» **Set exercise**
Copy out the data below verbatim.

» **Data entries**
===============
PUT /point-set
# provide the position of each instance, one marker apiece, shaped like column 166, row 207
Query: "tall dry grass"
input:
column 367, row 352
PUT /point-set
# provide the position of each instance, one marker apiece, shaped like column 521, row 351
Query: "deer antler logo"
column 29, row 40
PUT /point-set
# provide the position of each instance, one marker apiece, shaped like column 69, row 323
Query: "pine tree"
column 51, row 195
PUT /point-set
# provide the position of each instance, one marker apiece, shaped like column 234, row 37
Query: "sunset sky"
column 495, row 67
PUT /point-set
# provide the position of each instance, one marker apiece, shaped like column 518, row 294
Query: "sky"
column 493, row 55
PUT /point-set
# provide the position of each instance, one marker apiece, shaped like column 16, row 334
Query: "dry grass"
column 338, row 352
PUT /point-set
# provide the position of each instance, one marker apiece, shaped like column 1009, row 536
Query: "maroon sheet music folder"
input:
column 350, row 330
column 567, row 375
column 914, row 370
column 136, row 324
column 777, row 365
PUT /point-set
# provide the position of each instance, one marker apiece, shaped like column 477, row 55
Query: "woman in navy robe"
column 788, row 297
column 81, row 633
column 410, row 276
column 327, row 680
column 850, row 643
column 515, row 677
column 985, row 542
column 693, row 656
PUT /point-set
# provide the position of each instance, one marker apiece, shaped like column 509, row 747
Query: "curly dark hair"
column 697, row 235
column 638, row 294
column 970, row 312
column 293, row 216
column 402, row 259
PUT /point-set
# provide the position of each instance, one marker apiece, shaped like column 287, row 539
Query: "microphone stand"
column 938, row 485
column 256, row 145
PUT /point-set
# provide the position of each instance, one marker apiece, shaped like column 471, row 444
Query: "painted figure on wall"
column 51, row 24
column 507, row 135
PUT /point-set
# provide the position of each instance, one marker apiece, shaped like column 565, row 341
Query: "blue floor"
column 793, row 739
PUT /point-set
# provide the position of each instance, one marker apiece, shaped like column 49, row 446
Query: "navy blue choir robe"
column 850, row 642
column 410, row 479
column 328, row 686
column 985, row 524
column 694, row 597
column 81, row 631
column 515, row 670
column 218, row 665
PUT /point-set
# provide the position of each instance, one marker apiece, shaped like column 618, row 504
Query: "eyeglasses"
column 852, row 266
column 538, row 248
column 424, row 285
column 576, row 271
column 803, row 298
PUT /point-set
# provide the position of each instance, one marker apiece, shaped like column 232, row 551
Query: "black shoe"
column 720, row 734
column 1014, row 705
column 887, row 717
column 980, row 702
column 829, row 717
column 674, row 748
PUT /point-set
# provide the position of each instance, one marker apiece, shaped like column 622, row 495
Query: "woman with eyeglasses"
===============
» **Completed task**
PUT /point-set
# provide the position of each instance, one marker apiece, shaped like column 166, row 207
Query: "tall dry grass"
input:
column 367, row 352
PUT /point-set
# provide the position of each instance, one marker apiece, shaped like column 521, row 351
Query: "deer antler logo"
column 29, row 40
PUT /point-set
# provide the position of each instance, one marker apiece, shaped like column 69, row 323
Query: "pine tree"
column 51, row 195
PUT /point-set
# provide the position of each instance, one marker apiece, shaped like column 234, row 37
Query: "sunset sky"
column 495, row 67
PUT /point-set
# provide the position of each instance, one marker apiece, shaped like column 518, row 294
Query: "sky"
column 493, row 55
PUT /point-set
# provide the position of each instance, one marker apiece, shaped like column 16, row 334
Query: "dry grass"
column 338, row 352
PUT /point-set
# provide the position of each instance, one marker apiece, shaped like column 1009, row 536
Query: "maroon sheet music folder"
input:
column 350, row 330
column 567, row 375
column 914, row 370
column 136, row 324
column 777, row 365
PUT /point-set
# provide the position of each instance, one marker apiece, shaped like column 477, row 55
Query: "woman in navy robe"
column 788, row 297
column 81, row 633
column 410, row 276
column 327, row 680
column 850, row 643
column 515, row 677
column 985, row 542
column 693, row 656
PUT /point-set
# provide the position of each instance, one marker apiece, shaped like column 509, row 747
Query: "curly dark hair"
column 697, row 235
column 638, row 294
column 970, row 312
column 293, row 216
column 402, row 259
PUT /point-set
# provide the position of each instance, one marker apiece, shaped like column 287, row 539
Query: "microphone stand"
column 938, row 485
column 256, row 145
PUT /point-set
# provide the position of each instance, one marker apiece, shaped like column 471, row 444
Query: "painted figure on wall"
column 51, row 24
column 507, row 135
PUT /point-set
# provide the position of each instance, one marker apiece, shaped like column 565, row 341
Query: "blue floor"
column 793, row 739
PUT /point-set
# provide the position of each instance, one marker apiece, shaped like column 49, row 446
Query: "navy blue choir robe"
column 850, row 642
column 410, row 479
column 328, row 686
column 985, row 524
column 694, row 597
column 81, row 631
column 515, row 670
column 218, row 665
PUT /point-set
# provide the position of each instance, one marker apiece, shaped like column 618, row 504
Query: "eyeglasses"
column 852, row 266
column 538, row 248
column 424, row 285
column 576, row 271
column 803, row 298
PUT /point-set
# provide the position of each instance, one marker apiece, shaped like column 232, row 551
Query: "black shoe"
column 720, row 734
column 1014, row 705
column 887, row 717
column 980, row 702
column 829, row 717
column 674, row 748
PUT /point-set
# provide the position of each instance, one marker apiece, shaped like column 622, row 495
Query: "woman with eyeglasses"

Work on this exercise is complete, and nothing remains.